§ Problem statement: Your task is to transcribe the entries below exactly, beginning with the line containing "Query: ocean" and ending with the final line, and to add nothing else.
** Opening Source data block **
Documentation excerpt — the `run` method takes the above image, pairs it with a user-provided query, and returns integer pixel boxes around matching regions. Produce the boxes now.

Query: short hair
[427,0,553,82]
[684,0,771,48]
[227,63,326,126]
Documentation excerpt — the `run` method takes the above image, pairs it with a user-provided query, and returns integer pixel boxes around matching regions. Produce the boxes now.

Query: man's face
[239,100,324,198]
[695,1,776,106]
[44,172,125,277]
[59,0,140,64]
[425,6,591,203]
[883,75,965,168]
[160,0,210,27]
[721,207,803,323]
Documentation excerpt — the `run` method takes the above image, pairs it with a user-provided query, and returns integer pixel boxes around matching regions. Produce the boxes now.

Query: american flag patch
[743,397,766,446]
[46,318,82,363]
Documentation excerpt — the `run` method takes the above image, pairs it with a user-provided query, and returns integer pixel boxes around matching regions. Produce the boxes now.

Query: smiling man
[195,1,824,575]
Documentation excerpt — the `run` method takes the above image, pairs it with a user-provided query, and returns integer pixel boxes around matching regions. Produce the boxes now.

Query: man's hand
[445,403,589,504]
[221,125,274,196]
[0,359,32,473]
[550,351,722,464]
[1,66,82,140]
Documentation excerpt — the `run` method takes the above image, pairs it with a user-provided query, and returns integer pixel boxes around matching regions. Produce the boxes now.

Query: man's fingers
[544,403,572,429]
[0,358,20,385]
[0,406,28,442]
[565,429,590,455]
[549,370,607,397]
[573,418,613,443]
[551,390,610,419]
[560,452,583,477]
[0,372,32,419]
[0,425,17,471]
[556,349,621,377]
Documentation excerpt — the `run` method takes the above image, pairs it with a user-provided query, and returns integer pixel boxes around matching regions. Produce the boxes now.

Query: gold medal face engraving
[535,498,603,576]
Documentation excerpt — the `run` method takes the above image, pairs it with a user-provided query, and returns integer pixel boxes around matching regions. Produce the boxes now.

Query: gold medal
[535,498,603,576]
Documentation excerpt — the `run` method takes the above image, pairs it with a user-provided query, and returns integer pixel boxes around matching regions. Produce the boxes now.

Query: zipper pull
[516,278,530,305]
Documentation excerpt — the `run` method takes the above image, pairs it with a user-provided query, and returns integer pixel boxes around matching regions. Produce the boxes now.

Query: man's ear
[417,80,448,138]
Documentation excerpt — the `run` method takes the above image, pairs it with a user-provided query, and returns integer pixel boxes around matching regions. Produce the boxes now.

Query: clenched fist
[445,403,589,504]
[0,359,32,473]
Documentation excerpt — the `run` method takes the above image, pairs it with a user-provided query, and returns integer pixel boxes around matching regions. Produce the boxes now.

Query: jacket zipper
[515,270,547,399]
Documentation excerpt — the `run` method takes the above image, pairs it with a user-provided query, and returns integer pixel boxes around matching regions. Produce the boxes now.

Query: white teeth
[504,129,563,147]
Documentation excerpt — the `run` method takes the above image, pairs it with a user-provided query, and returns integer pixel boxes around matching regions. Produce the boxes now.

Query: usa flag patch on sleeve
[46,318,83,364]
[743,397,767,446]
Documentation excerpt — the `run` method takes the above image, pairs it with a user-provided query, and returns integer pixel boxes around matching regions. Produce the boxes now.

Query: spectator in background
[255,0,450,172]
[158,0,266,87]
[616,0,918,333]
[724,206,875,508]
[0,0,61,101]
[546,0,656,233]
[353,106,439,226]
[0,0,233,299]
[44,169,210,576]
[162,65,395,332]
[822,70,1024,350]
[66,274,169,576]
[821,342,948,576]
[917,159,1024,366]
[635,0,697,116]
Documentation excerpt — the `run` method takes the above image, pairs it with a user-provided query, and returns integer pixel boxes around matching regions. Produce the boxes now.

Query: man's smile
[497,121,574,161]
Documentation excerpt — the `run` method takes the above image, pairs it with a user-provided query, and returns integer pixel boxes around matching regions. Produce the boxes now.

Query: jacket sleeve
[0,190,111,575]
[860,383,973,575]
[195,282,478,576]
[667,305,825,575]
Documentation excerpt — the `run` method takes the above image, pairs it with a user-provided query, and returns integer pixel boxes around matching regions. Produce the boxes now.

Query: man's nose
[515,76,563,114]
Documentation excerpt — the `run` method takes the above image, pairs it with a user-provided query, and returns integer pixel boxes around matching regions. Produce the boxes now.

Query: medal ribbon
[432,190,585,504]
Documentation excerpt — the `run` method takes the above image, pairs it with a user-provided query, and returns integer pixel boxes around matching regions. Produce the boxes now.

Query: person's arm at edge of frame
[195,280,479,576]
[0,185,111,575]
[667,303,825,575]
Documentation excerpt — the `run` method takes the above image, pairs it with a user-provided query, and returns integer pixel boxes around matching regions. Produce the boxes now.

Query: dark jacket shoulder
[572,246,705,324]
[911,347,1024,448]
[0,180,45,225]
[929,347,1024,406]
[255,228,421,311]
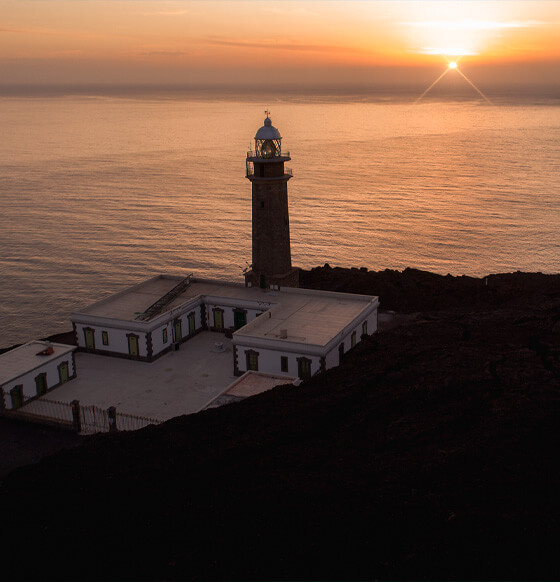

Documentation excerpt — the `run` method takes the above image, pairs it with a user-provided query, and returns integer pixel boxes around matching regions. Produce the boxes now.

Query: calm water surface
[1,93,559,346]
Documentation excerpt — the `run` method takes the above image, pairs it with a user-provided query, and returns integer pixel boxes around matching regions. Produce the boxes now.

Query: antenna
[265,109,270,118]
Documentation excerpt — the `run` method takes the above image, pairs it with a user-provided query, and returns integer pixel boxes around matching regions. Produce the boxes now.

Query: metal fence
[9,396,74,428]
[80,404,110,434]
[5,396,163,435]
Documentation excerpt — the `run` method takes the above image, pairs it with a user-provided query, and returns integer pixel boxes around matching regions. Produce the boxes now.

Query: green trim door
[128,335,139,356]
[58,361,69,384]
[188,313,196,335]
[214,309,224,330]
[297,358,312,381]
[174,320,182,342]
[84,328,95,350]
[10,386,24,409]
[35,374,48,396]
[234,310,247,330]
[246,350,259,371]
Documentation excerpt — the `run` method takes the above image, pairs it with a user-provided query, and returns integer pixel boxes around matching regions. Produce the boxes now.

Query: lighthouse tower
[245,113,299,289]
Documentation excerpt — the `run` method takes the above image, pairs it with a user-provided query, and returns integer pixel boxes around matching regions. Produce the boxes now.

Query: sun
[448,61,458,69]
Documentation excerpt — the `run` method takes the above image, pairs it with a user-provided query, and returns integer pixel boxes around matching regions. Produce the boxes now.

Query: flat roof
[0,341,76,385]
[72,275,378,348]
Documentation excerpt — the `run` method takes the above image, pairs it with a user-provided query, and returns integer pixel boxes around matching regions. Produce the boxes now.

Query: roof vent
[279,329,287,339]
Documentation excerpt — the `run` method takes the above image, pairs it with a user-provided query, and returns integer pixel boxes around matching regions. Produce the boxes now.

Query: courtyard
[29,331,238,421]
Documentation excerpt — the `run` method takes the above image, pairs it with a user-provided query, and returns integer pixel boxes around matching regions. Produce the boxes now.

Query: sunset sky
[1,0,560,90]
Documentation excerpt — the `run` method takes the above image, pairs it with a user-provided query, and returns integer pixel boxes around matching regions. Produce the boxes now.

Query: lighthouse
[245,112,299,289]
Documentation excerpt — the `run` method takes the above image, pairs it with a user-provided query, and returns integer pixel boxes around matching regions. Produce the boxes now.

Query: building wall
[325,311,378,369]
[150,305,204,357]
[2,352,76,410]
[74,322,148,359]
[152,321,172,356]
[235,342,321,379]
[72,289,379,374]
[205,301,265,331]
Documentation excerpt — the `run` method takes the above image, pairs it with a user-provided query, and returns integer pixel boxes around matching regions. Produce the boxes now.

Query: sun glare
[449,62,458,69]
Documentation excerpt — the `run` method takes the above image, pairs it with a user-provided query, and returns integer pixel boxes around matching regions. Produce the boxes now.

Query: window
[102,331,109,346]
[297,357,312,381]
[362,321,368,336]
[246,350,259,371]
[281,356,289,373]
[163,328,168,343]
[351,331,357,348]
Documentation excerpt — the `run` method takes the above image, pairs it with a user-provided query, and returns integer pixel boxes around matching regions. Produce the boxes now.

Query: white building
[71,275,379,381]
[0,341,77,410]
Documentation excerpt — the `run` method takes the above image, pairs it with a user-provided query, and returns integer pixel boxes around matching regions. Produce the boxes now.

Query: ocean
[1,90,559,347]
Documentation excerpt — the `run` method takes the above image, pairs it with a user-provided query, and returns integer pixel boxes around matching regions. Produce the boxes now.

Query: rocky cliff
[1,268,559,580]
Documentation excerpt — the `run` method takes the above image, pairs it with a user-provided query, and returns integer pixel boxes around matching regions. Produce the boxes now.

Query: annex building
[0,341,76,410]
[72,275,378,381]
** Closing Source data block **
§ Output of the task:
Query: ocean
[1,90,559,347]
Documentation excerpt — the `run` method takes the above image, pairs it with a user-provided query, and returns integer pixel boxes around matching regions. Produce the boxes now.

Query: rocky cliff
[1,268,559,580]
Documentation excerpt — the `run` method takes the above image, pairs it with a user-provided query, and returns integer pixel boxes around matching regions. Produce the boxes now.

Query: annex building
[0,341,76,410]
[72,275,378,381]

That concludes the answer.